**What you should do**
Return the stretch of the passage on the organic electroluminescent device from "An organic electroluminescent" through "anode electrode layer.", word for word.

**Supplied text**
An organic electroluminescent device includes an anode electrode layer, a cathode electrode layer opposed to the anode electrode layer, and a luminous layer containing an organic compound disposed between the anode electrode layer and the cathode electrode layer. An excitation state of the organic compound in the luminous layer is created upon a hole injection from the anode electrode layer, and an electron injection from the cathode electrode layer, thereby causing light emission in the organic electroluminescent device. An electron-accepting material is provided in at least one hole transportation layer capable of transporting holes injected from the anode electrode layer disposed between the anode electrode layer and the cathode electrode layer, and the electron-accepting material is positioned at a site which is not adjacent to the anode electrode layer.

**Data segment**
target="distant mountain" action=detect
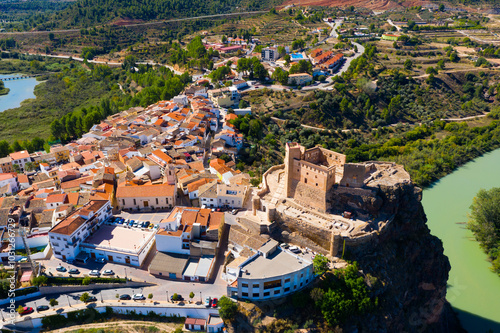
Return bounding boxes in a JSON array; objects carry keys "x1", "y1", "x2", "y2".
[{"x1": 33, "y1": 0, "x2": 282, "y2": 30}]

**Output of the task**
An organic electroluminescent device includes an anode electrode layer, a cathode electrode layer opposed to the anode electrode layer, and a luminous layer containing an organic compound disposed between the anode electrode layer and the cathode electrode layer. An excitation state of the organic compound in the luminous layer is created upon a hole injection from the anode electrode layer, and an electron injection from the cathode electrode layer, thereby causing light emission in the organic electroluminescent device. An electron-accepting material is provided in at least one hole transportation layer capable of transporting holes injected from the anode electrode layer disposed between the anode electrode layer and the cathode electrode layer, and the electron-accepting material is positioned at a site which is not adjacent to the anode electrode layer.